TEXT:
◇ ◇ ◇
Her book on the Buandig people - The Booandik Tribe of South Australian Aborigines: A Sketch of Their Habits, Customs, Legends, and Language: also an account of the efforts made by Mr and Mrs James Smith to Christianise and civilise them - was published in 1880 containing ethnographic observations, personal anecdotes, brief biographies of local natives who converted to Christianity, and a comprehensive vocabulary of the Bungandidj language and grammatical construction. In the preface she explained she wrote the book out of a strong sense of duty, to record the characteristics, customs, habits, language, and legends of the local people before they disappeared under the force of European colonists. She claimed the authority to perform this duty for future historians, arguing she had been “intimately acquainted” with the Aborigines for more than 35 years.
◇ ◇ ◇
[Photo-based referring expression data]

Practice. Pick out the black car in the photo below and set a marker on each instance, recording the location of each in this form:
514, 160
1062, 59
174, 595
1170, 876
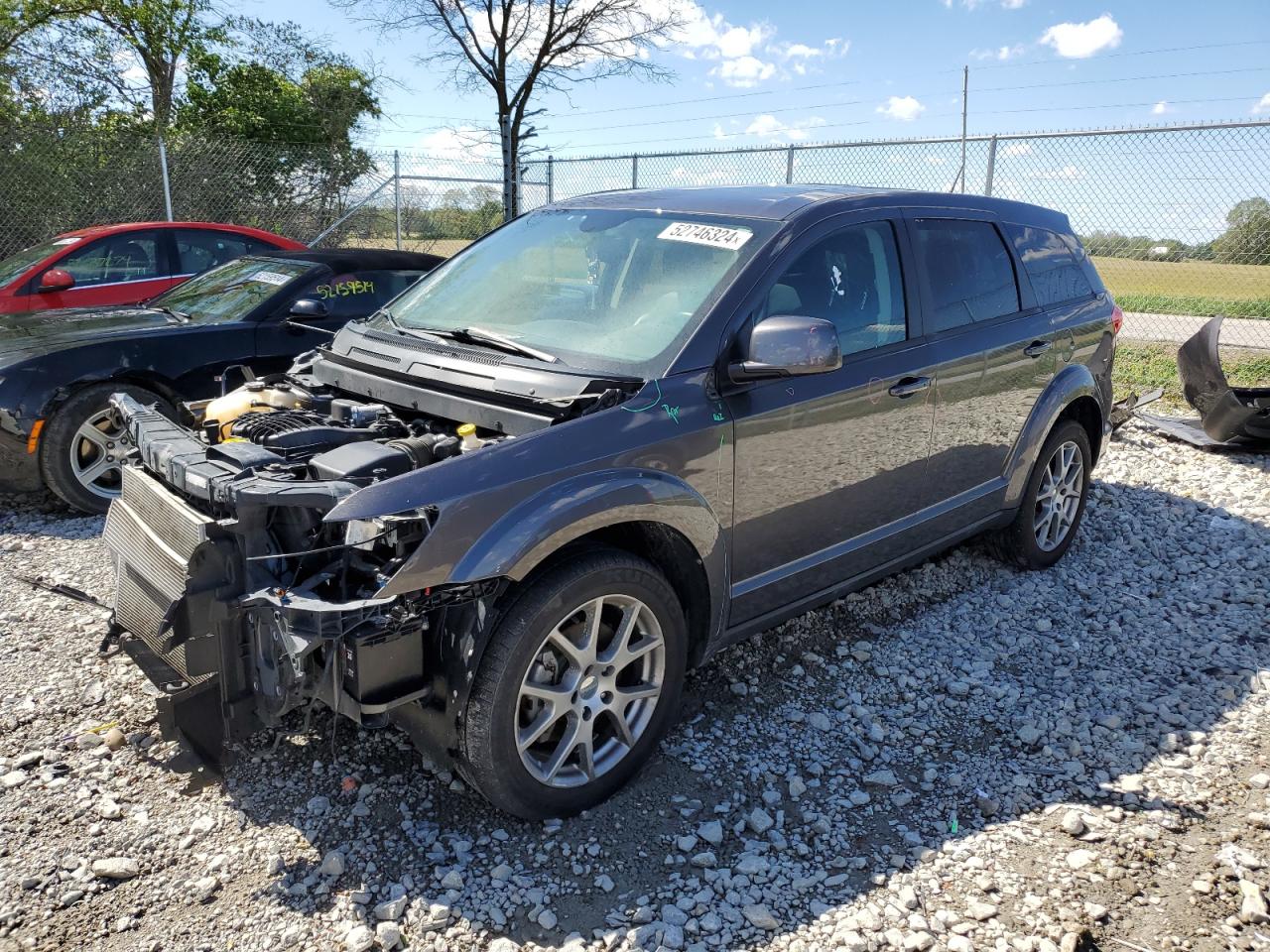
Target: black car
612, 436
58, 368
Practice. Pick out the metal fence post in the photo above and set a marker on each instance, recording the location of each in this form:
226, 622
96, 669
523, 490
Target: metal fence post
397, 193
992, 167
167, 184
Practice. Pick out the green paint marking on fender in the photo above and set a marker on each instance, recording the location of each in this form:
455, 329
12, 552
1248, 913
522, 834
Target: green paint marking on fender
656, 402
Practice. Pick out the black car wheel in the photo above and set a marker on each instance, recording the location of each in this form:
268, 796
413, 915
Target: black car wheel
82, 445
579, 682
1053, 502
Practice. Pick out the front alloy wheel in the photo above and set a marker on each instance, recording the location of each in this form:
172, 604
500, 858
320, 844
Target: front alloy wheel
580, 679
590, 690
1058, 498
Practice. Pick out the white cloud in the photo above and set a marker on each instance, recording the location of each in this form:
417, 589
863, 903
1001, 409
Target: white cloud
1080, 41
770, 127
465, 143
903, 108
1066, 173
1001, 53
744, 71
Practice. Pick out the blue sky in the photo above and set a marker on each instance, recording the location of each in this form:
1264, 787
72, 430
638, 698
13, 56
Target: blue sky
799, 71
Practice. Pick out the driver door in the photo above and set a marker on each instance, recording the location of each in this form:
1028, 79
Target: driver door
829, 468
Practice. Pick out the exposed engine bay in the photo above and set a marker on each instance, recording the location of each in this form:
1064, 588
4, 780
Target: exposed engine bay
243, 602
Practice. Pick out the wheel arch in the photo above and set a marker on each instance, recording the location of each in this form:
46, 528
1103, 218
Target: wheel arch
1074, 394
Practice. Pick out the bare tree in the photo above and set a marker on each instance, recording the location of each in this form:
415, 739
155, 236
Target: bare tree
521, 49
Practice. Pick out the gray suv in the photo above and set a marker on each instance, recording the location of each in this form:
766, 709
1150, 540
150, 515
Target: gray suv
508, 512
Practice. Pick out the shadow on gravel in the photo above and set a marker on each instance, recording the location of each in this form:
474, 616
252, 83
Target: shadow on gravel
907, 717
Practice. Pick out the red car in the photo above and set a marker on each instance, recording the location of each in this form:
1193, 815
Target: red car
123, 264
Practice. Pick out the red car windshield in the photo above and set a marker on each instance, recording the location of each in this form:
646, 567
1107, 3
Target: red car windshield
17, 264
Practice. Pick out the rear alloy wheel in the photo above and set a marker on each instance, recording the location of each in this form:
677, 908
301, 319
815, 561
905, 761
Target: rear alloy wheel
82, 447
580, 679
1053, 502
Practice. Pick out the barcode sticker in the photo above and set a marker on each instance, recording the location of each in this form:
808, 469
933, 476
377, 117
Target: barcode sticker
711, 235
270, 278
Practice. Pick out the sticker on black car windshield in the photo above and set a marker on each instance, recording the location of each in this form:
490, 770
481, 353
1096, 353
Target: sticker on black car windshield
271, 278
711, 235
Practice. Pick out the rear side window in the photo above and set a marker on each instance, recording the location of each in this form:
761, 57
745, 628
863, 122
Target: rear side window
852, 280
969, 272
199, 249
1049, 261
359, 294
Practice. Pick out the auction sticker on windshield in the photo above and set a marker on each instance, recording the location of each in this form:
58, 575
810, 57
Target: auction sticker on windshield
270, 278
711, 235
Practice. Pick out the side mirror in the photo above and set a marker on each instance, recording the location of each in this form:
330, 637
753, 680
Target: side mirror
309, 307
55, 280
788, 345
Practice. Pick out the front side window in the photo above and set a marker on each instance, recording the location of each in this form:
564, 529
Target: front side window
234, 290
606, 290
849, 278
969, 271
357, 294
1055, 271
21, 262
116, 259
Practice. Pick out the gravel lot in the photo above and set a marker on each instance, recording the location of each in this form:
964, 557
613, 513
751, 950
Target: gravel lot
960, 758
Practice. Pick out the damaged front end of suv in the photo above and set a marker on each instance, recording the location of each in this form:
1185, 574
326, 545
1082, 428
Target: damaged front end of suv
240, 595
341, 535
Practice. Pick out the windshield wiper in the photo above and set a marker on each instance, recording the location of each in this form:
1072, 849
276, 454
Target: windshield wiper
182, 317
488, 338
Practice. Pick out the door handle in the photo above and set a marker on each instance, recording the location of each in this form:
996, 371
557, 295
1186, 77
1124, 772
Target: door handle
907, 386
1038, 347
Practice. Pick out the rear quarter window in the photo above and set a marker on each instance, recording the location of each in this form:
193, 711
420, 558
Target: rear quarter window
1053, 264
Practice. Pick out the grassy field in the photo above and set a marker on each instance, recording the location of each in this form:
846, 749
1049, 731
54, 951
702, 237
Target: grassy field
1142, 367
1188, 287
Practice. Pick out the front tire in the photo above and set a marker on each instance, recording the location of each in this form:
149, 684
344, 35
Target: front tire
580, 680
1053, 503
82, 445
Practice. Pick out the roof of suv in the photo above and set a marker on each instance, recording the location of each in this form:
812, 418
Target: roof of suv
781, 202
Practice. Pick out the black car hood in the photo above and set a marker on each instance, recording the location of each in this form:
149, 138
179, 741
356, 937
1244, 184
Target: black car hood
46, 331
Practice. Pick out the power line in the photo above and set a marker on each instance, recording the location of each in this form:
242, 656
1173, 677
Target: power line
934, 116
930, 72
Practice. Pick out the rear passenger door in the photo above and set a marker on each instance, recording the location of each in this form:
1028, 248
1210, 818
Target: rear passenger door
994, 356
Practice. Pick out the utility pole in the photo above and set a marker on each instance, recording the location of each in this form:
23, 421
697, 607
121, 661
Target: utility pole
504, 132
965, 91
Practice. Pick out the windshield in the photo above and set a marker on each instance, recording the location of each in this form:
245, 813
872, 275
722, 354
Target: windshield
17, 264
601, 290
230, 293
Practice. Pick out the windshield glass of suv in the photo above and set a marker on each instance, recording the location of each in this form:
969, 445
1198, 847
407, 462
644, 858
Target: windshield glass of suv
230, 293
602, 290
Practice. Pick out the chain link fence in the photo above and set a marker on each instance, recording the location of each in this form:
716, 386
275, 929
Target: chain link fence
1178, 218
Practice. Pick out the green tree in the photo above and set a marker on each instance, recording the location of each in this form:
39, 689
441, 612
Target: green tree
1247, 239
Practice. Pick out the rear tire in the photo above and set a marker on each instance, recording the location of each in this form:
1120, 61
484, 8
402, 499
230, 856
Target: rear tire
81, 448
578, 684
1053, 502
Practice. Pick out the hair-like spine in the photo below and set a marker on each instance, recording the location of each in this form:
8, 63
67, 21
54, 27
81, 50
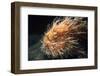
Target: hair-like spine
62, 38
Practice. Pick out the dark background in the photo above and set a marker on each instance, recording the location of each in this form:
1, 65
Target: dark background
37, 26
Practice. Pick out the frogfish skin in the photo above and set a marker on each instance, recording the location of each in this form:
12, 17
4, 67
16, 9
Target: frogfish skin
65, 37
◇ ◇ ◇
TASKS AND EXERCISES:
**a)** Copy from the text on the Buandig people the stretch from "Her book on" through "than 35 years.".
**b)** Continue the text on the Buandig people from its final sentence onward.

EXPECTED OUTPUTS:
**a)**
Her book on the Buandig people - The Booandik Tribe of South Australian Aborigines: A Sketch of Their Habits, Customs, Legends, and Language: also an account of the efforts made by Mr and Mrs James Smith to Christianise and civilise them - was published in 1880 containing ethnographic observations, personal anecdotes, brief biographies of local natives who converted to Christianity, and a comprehensive vocabulary of the Bungandidj language and grammatical construction. In the preface she explained she wrote the book out of a strong sense of duty, to record the characteristics, customs, habits, language, and legends of the local people before they disappeared under the force of European colonists. She claimed the authority to perform this duty for future historians, arguing she had been “intimately acquainted” with the Aborigines for more than 35 years.

**b)**
Smith wrote about a famous bloody massacre where station owner James Brown slaughtered 11 aborigines, including an elderly blind man and girls aged 18 months, 2 years, 12 and 15, but the trial was aborted and he was never held to account. Fifteen years after the case was dropped Smith published a pamphlet with details of the cruelty:

The white men showed no mercy to either the grey-headed old man or to the helpless infant on its mother's breast. [...] Doubtless had the natives been the murderers instead of the murdered, sufficient evidence would have been found, or perhaps less conclusive proof would have been deemed sufficient to justify a sentence of death. But let those who are concerned remember that a day of retribution is at hand, when impartial justice will be dealt to all, irrespective of rank or colour. At that day all the evidence required will be brought forth-the Judge will be an impartial one; and those eleven victims, whose bodies the flames consumed, will stand forth and witness against the real criminals, whose doom will be to endure the torments of the eternal fire.

She also contributed material in 1881 to the work of anthropologist Alfred William Howitt.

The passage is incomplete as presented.